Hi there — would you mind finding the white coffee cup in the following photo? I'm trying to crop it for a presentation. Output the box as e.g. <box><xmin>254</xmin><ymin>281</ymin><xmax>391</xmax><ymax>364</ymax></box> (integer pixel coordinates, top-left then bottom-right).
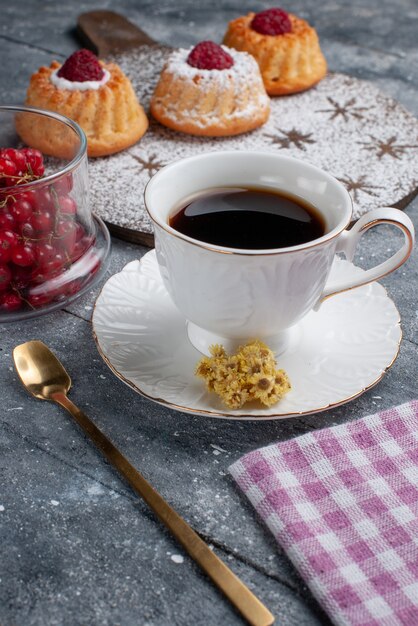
<box><xmin>145</xmin><ymin>151</ymin><xmax>414</xmax><ymax>355</ymax></box>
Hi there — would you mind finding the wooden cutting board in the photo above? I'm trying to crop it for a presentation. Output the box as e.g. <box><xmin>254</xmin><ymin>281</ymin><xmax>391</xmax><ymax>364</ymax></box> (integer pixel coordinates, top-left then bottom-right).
<box><xmin>78</xmin><ymin>10</ymin><xmax>418</xmax><ymax>247</ymax></box>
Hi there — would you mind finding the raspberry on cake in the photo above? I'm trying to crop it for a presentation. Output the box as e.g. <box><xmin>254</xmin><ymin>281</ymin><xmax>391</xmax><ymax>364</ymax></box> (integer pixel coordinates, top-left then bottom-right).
<box><xmin>187</xmin><ymin>41</ymin><xmax>234</xmax><ymax>70</ymax></box>
<box><xmin>18</xmin><ymin>49</ymin><xmax>148</xmax><ymax>158</ymax></box>
<box><xmin>251</xmin><ymin>8</ymin><xmax>292</xmax><ymax>35</ymax></box>
<box><xmin>223</xmin><ymin>8</ymin><xmax>327</xmax><ymax>95</ymax></box>
<box><xmin>57</xmin><ymin>48</ymin><xmax>105</xmax><ymax>82</ymax></box>
<box><xmin>150</xmin><ymin>41</ymin><xmax>270</xmax><ymax>137</ymax></box>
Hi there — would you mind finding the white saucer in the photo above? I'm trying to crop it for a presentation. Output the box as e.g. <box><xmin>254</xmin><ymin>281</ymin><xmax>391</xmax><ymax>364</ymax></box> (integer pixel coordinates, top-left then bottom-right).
<box><xmin>92</xmin><ymin>251</ymin><xmax>401</xmax><ymax>420</ymax></box>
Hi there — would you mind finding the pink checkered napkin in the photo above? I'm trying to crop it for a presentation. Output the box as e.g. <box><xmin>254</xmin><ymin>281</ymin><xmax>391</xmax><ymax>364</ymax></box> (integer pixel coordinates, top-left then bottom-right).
<box><xmin>229</xmin><ymin>401</ymin><xmax>418</xmax><ymax>626</ymax></box>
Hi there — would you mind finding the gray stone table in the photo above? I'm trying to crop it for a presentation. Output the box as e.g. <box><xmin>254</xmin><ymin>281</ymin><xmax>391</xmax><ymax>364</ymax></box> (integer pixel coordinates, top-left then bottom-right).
<box><xmin>0</xmin><ymin>1</ymin><xmax>417</xmax><ymax>625</ymax></box>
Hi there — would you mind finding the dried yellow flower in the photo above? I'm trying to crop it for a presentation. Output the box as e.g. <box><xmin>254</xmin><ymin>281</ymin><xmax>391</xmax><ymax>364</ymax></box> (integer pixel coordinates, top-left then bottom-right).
<box><xmin>195</xmin><ymin>340</ymin><xmax>291</xmax><ymax>409</ymax></box>
<box><xmin>209</xmin><ymin>344</ymin><xmax>227</xmax><ymax>359</ymax></box>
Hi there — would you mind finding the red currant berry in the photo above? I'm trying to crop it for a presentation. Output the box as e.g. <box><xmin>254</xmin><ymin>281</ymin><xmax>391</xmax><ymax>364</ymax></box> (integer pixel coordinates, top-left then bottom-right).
<box><xmin>0</xmin><ymin>263</ymin><xmax>12</xmax><ymax>291</ymax></box>
<box><xmin>22</xmin><ymin>148</ymin><xmax>45</xmax><ymax>177</ymax></box>
<box><xmin>1</xmin><ymin>148</ymin><xmax>27</xmax><ymax>174</ymax></box>
<box><xmin>59</xmin><ymin>196</ymin><xmax>77</xmax><ymax>216</ymax></box>
<box><xmin>19</xmin><ymin>221</ymin><xmax>36</xmax><ymax>239</ymax></box>
<box><xmin>18</xmin><ymin>190</ymin><xmax>37</xmax><ymax>208</ymax></box>
<box><xmin>0</xmin><ymin>229</ymin><xmax>18</xmax><ymax>263</ymax></box>
<box><xmin>0</xmin><ymin>158</ymin><xmax>17</xmax><ymax>187</ymax></box>
<box><xmin>9</xmin><ymin>197</ymin><xmax>33</xmax><ymax>223</ymax></box>
<box><xmin>74</xmin><ymin>222</ymin><xmax>86</xmax><ymax>241</ymax></box>
<box><xmin>0</xmin><ymin>290</ymin><xmax>23</xmax><ymax>311</ymax></box>
<box><xmin>30</xmin><ymin>268</ymin><xmax>48</xmax><ymax>284</ymax></box>
<box><xmin>29</xmin><ymin>210</ymin><xmax>54</xmax><ymax>233</ymax></box>
<box><xmin>11</xmin><ymin>243</ymin><xmax>35</xmax><ymax>267</ymax></box>
<box><xmin>55</xmin><ymin>218</ymin><xmax>73</xmax><ymax>237</ymax></box>
<box><xmin>11</xmin><ymin>265</ymin><xmax>32</xmax><ymax>290</ymax></box>
<box><xmin>27</xmin><ymin>292</ymin><xmax>53</xmax><ymax>308</ymax></box>
<box><xmin>71</xmin><ymin>238</ymin><xmax>90</xmax><ymax>262</ymax></box>
<box><xmin>43</xmin><ymin>253</ymin><xmax>65</xmax><ymax>278</ymax></box>
<box><xmin>34</xmin><ymin>187</ymin><xmax>54</xmax><ymax>212</ymax></box>
<box><xmin>55</xmin><ymin>218</ymin><xmax>77</xmax><ymax>254</ymax></box>
<box><xmin>0</xmin><ymin>157</ymin><xmax>10</xmax><ymax>173</ymax></box>
<box><xmin>53</xmin><ymin>174</ymin><xmax>73</xmax><ymax>196</ymax></box>
<box><xmin>83</xmin><ymin>234</ymin><xmax>95</xmax><ymax>249</ymax></box>
<box><xmin>0</xmin><ymin>211</ymin><xmax>16</xmax><ymax>230</ymax></box>
<box><xmin>35</xmin><ymin>242</ymin><xmax>56</xmax><ymax>267</ymax></box>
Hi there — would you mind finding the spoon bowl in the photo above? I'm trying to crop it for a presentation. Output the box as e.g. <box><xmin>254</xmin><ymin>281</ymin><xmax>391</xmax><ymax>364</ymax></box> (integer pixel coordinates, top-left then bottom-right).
<box><xmin>13</xmin><ymin>340</ymin><xmax>71</xmax><ymax>400</ymax></box>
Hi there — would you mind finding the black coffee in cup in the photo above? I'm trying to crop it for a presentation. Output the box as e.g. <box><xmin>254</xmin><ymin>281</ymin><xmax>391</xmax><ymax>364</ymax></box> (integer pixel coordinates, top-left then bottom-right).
<box><xmin>169</xmin><ymin>187</ymin><xmax>325</xmax><ymax>249</ymax></box>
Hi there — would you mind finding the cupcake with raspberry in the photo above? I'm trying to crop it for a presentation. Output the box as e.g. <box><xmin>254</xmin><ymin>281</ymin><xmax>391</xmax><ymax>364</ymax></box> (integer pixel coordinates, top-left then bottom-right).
<box><xmin>150</xmin><ymin>41</ymin><xmax>270</xmax><ymax>136</ymax></box>
<box><xmin>19</xmin><ymin>49</ymin><xmax>148</xmax><ymax>157</ymax></box>
<box><xmin>223</xmin><ymin>8</ymin><xmax>327</xmax><ymax>95</ymax></box>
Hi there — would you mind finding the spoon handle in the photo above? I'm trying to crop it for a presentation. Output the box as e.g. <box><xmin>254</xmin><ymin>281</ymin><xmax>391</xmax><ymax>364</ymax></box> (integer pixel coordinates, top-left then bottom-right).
<box><xmin>51</xmin><ymin>391</ymin><xmax>274</xmax><ymax>626</ymax></box>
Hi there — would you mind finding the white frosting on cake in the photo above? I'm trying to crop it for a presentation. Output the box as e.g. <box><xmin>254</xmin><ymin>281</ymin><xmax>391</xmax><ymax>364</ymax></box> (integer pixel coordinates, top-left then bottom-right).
<box><xmin>50</xmin><ymin>68</ymin><xmax>111</xmax><ymax>91</ymax></box>
<box><xmin>166</xmin><ymin>46</ymin><xmax>255</xmax><ymax>79</ymax></box>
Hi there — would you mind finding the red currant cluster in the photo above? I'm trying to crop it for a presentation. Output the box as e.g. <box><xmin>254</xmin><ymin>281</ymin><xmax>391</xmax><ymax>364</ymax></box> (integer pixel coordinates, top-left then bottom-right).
<box><xmin>0</xmin><ymin>147</ymin><xmax>44</xmax><ymax>187</ymax></box>
<box><xmin>0</xmin><ymin>147</ymin><xmax>98</xmax><ymax>313</ymax></box>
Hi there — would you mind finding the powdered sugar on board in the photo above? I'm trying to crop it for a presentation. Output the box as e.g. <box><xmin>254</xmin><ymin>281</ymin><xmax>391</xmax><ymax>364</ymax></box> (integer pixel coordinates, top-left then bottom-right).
<box><xmin>88</xmin><ymin>45</ymin><xmax>418</xmax><ymax>236</ymax></box>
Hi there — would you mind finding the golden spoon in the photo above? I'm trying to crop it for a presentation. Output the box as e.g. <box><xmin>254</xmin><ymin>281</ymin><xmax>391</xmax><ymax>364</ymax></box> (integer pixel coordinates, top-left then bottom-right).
<box><xmin>13</xmin><ymin>340</ymin><xmax>274</xmax><ymax>626</ymax></box>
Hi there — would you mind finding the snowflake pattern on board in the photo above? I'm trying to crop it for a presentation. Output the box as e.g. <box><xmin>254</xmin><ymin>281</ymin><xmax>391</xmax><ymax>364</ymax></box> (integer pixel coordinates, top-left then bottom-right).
<box><xmin>88</xmin><ymin>45</ymin><xmax>418</xmax><ymax>235</ymax></box>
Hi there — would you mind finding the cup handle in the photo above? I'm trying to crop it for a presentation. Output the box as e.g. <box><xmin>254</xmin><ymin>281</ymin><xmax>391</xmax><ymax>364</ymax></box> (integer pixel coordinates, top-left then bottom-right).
<box><xmin>318</xmin><ymin>207</ymin><xmax>415</xmax><ymax>306</ymax></box>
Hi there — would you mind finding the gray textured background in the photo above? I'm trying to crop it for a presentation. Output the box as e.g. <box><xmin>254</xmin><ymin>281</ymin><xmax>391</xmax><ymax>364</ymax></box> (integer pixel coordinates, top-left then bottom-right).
<box><xmin>0</xmin><ymin>1</ymin><xmax>417</xmax><ymax>625</ymax></box>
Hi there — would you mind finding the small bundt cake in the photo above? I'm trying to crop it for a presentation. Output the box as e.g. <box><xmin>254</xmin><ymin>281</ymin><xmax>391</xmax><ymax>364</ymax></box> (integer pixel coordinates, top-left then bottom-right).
<box><xmin>19</xmin><ymin>49</ymin><xmax>148</xmax><ymax>157</ymax></box>
<box><xmin>223</xmin><ymin>8</ymin><xmax>327</xmax><ymax>96</ymax></box>
<box><xmin>150</xmin><ymin>41</ymin><xmax>270</xmax><ymax>136</ymax></box>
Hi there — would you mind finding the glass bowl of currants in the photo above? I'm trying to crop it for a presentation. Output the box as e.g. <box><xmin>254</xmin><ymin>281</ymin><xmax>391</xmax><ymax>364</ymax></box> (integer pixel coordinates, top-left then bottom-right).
<box><xmin>0</xmin><ymin>105</ymin><xmax>110</xmax><ymax>321</ymax></box>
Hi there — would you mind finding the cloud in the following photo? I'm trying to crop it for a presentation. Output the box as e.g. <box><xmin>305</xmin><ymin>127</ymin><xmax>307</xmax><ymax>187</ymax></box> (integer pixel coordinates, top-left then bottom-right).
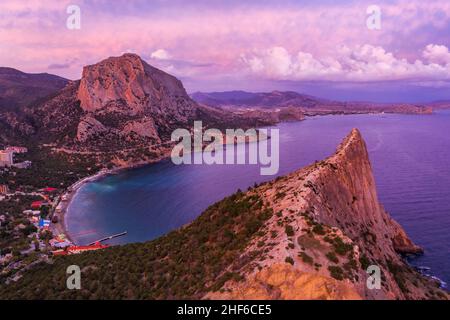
<box><xmin>48</xmin><ymin>63</ymin><xmax>71</xmax><ymax>69</ymax></box>
<box><xmin>150</xmin><ymin>49</ymin><xmax>171</xmax><ymax>60</ymax></box>
<box><xmin>422</xmin><ymin>44</ymin><xmax>450</xmax><ymax>65</ymax></box>
<box><xmin>241</xmin><ymin>44</ymin><xmax>450</xmax><ymax>82</ymax></box>
<box><xmin>2</xmin><ymin>0</ymin><xmax>450</xmax><ymax>90</ymax></box>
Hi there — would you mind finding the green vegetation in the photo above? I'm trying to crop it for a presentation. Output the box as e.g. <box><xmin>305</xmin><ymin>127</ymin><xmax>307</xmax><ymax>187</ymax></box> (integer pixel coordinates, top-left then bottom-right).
<box><xmin>325</xmin><ymin>252</ymin><xmax>339</xmax><ymax>264</ymax></box>
<box><xmin>285</xmin><ymin>225</ymin><xmax>295</xmax><ymax>237</ymax></box>
<box><xmin>328</xmin><ymin>266</ymin><xmax>344</xmax><ymax>280</ymax></box>
<box><xmin>285</xmin><ymin>257</ymin><xmax>294</xmax><ymax>265</ymax></box>
<box><xmin>0</xmin><ymin>190</ymin><xmax>274</xmax><ymax>299</ymax></box>
<box><xmin>298</xmin><ymin>252</ymin><xmax>314</xmax><ymax>265</ymax></box>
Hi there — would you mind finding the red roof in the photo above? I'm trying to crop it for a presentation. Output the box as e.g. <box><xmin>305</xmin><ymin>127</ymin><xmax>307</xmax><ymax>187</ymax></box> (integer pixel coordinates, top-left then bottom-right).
<box><xmin>52</xmin><ymin>243</ymin><xmax>109</xmax><ymax>256</ymax></box>
<box><xmin>31</xmin><ymin>201</ymin><xmax>43</xmax><ymax>208</ymax></box>
<box><xmin>43</xmin><ymin>187</ymin><xmax>57</xmax><ymax>192</ymax></box>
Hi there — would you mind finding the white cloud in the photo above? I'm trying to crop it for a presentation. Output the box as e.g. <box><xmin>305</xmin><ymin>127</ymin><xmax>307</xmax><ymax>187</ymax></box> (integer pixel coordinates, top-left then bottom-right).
<box><xmin>150</xmin><ymin>49</ymin><xmax>171</xmax><ymax>60</ymax></box>
<box><xmin>242</xmin><ymin>44</ymin><xmax>450</xmax><ymax>82</ymax></box>
<box><xmin>423</xmin><ymin>44</ymin><xmax>450</xmax><ymax>65</ymax></box>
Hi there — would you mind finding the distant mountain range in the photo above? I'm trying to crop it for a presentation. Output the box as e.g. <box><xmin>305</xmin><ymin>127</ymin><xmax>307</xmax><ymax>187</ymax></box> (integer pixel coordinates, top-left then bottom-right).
<box><xmin>191</xmin><ymin>90</ymin><xmax>434</xmax><ymax>115</ymax></box>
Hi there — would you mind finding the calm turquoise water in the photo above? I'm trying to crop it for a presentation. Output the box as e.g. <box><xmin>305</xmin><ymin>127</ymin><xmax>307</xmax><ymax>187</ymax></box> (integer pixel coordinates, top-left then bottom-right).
<box><xmin>67</xmin><ymin>111</ymin><xmax>450</xmax><ymax>286</ymax></box>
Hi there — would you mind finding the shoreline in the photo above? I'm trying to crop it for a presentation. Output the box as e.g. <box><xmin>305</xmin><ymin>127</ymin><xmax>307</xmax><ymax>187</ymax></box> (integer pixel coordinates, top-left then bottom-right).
<box><xmin>52</xmin><ymin>150</ymin><xmax>173</xmax><ymax>245</ymax></box>
<box><xmin>53</xmin><ymin>111</ymin><xmax>435</xmax><ymax>246</ymax></box>
<box><xmin>54</xmin><ymin>129</ymin><xmax>270</xmax><ymax>245</ymax></box>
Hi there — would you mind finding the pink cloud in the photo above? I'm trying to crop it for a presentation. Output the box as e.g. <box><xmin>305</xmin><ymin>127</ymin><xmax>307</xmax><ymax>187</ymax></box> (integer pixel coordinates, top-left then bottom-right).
<box><xmin>242</xmin><ymin>44</ymin><xmax>450</xmax><ymax>81</ymax></box>
<box><xmin>1</xmin><ymin>0</ymin><xmax>450</xmax><ymax>89</ymax></box>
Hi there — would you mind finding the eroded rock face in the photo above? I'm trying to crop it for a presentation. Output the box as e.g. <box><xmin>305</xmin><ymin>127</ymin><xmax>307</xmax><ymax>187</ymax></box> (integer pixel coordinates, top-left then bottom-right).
<box><xmin>208</xmin><ymin>263</ymin><xmax>361</xmax><ymax>300</ymax></box>
<box><xmin>122</xmin><ymin>118</ymin><xmax>160</xmax><ymax>142</ymax></box>
<box><xmin>76</xmin><ymin>115</ymin><xmax>107</xmax><ymax>142</ymax></box>
<box><xmin>77</xmin><ymin>53</ymin><xmax>195</xmax><ymax>118</ymax></box>
<box><xmin>74</xmin><ymin>54</ymin><xmax>199</xmax><ymax>149</ymax></box>
<box><xmin>207</xmin><ymin>129</ymin><xmax>447</xmax><ymax>300</ymax></box>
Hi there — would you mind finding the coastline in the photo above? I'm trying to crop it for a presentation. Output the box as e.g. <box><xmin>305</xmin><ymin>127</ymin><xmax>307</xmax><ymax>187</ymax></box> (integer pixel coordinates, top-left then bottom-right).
<box><xmin>53</xmin><ymin>111</ymin><xmax>434</xmax><ymax>246</ymax></box>
<box><xmin>52</xmin><ymin>150</ymin><xmax>173</xmax><ymax>245</ymax></box>
<box><xmin>54</xmin><ymin>129</ymin><xmax>271</xmax><ymax>244</ymax></box>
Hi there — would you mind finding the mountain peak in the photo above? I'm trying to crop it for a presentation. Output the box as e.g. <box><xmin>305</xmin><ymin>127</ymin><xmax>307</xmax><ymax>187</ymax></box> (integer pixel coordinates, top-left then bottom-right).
<box><xmin>77</xmin><ymin>53</ymin><xmax>189</xmax><ymax>113</ymax></box>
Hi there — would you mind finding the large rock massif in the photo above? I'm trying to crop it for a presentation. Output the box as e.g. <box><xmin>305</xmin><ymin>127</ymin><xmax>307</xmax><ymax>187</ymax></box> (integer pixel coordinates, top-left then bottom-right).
<box><xmin>206</xmin><ymin>129</ymin><xmax>444</xmax><ymax>300</ymax></box>
<box><xmin>22</xmin><ymin>54</ymin><xmax>275</xmax><ymax>165</ymax></box>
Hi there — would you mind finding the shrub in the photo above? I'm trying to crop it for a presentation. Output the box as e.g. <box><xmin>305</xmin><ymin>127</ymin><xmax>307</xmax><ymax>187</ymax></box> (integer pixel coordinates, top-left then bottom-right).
<box><xmin>328</xmin><ymin>266</ymin><xmax>344</xmax><ymax>280</ymax></box>
<box><xmin>312</xmin><ymin>223</ymin><xmax>326</xmax><ymax>235</ymax></box>
<box><xmin>285</xmin><ymin>257</ymin><xmax>294</xmax><ymax>265</ymax></box>
<box><xmin>299</xmin><ymin>252</ymin><xmax>314</xmax><ymax>265</ymax></box>
<box><xmin>285</xmin><ymin>225</ymin><xmax>295</xmax><ymax>237</ymax></box>
<box><xmin>326</xmin><ymin>252</ymin><xmax>339</xmax><ymax>264</ymax></box>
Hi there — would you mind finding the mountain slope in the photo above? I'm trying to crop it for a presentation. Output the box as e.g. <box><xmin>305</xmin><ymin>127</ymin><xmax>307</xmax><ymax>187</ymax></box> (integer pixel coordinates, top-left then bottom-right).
<box><xmin>24</xmin><ymin>54</ymin><xmax>274</xmax><ymax>163</ymax></box>
<box><xmin>0</xmin><ymin>67</ymin><xmax>68</xmax><ymax>111</ymax></box>
<box><xmin>1</xmin><ymin>129</ymin><xmax>446</xmax><ymax>300</ymax></box>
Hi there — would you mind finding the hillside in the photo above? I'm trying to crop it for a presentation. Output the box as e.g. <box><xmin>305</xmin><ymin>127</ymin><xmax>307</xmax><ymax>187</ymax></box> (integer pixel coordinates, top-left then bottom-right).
<box><xmin>0</xmin><ymin>129</ymin><xmax>446</xmax><ymax>300</ymax></box>
<box><xmin>0</xmin><ymin>67</ymin><xmax>68</xmax><ymax>111</ymax></box>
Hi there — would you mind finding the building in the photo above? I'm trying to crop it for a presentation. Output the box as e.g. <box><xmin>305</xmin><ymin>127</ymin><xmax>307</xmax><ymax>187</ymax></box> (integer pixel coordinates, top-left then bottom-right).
<box><xmin>31</xmin><ymin>201</ymin><xmax>48</xmax><ymax>209</ymax></box>
<box><xmin>5</xmin><ymin>146</ymin><xmax>28</xmax><ymax>153</ymax></box>
<box><xmin>0</xmin><ymin>150</ymin><xmax>13</xmax><ymax>167</ymax></box>
<box><xmin>52</xmin><ymin>242</ymin><xmax>109</xmax><ymax>256</ymax></box>
<box><xmin>0</xmin><ymin>184</ymin><xmax>9</xmax><ymax>194</ymax></box>
<box><xmin>13</xmin><ymin>161</ymin><xmax>32</xmax><ymax>169</ymax></box>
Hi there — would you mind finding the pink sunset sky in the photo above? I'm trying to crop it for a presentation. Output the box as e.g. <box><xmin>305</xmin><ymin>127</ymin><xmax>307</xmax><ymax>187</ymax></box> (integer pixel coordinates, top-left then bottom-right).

.....

### Activity
Please retype the records above starting with the line that contains "Hi there — would you mind finding the mountain slope" and stopping after the last line, changing nothing.

### Exercise result
Hi there — would you mind finding the mountain slope in the photo above? I'm trying to crop it for a presentation. Output the box as e.g. <box><xmin>305</xmin><ymin>127</ymin><xmax>307</xmax><ymax>187</ymax></box> (integer pixel coordinates, top-left then bottom-right).
<box><xmin>24</xmin><ymin>54</ymin><xmax>274</xmax><ymax>163</ymax></box>
<box><xmin>0</xmin><ymin>67</ymin><xmax>68</xmax><ymax>111</ymax></box>
<box><xmin>1</xmin><ymin>129</ymin><xmax>446</xmax><ymax>300</ymax></box>
Hi there — would you mind finding the hillside in the photo above? I'm trying to crop it for a presentation. Output the box as e.g. <box><xmin>305</xmin><ymin>127</ymin><xmax>307</xmax><ymax>187</ymax></box> (integer pixel coordinates, top-left then bottom-right).
<box><xmin>0</xmin><ymin>129</ymin><xmax>446</xmax><ymax>300</ymax></box>
<box><xmin>0</xmin><ymin>67</ymin><xmax>68</xmax><ymax>111</ymax></box>
Hi there — would you mind finding the building in the photo above? I'm trying to crop it for a presentation. Output the box as e.g. <box><xmin>305</xmin><ymin>127</ymin><xmax>307</xmax><ymax>187</ymax></box> (integer pixel coordinates, top-left then bottom-right).
<box><xmin>31</xmin><ymin>201</ymin><xmax>48</xmax><ymax>209</ymax></box>
<box><xmin>5</xmin><ymin>146</ymin><xmax>28</xmax><ymax>153</ymax></box>
<box><xmin>0</xmin><ymin>150</ymin><xmax>13</xmax><ymax>167</ymax></box>
<box><xmin>52</xmin><ymin>242</ymin><xmax>109</xmax><ymax>256</ymax></box>
<box><xmin>0</xmin><ymin>184</ymin><xmax>9</xmax><ymax>194</ymax></box>
<box><xmin>13</xmin><ymin>161</ymin><xmax>32</xmax><ymax>169</ymax></box>
Hi there — would you mind finding the pink sunset sky in the photo above? I'm trying to crop it for a presentation. Output the box as e.g. <box><xmin>305</xmin><ymin>127</ymin><xmax>307</xmax><ymax>187</ymax></box> (integer pixel coordinates, top-left then bottom-right).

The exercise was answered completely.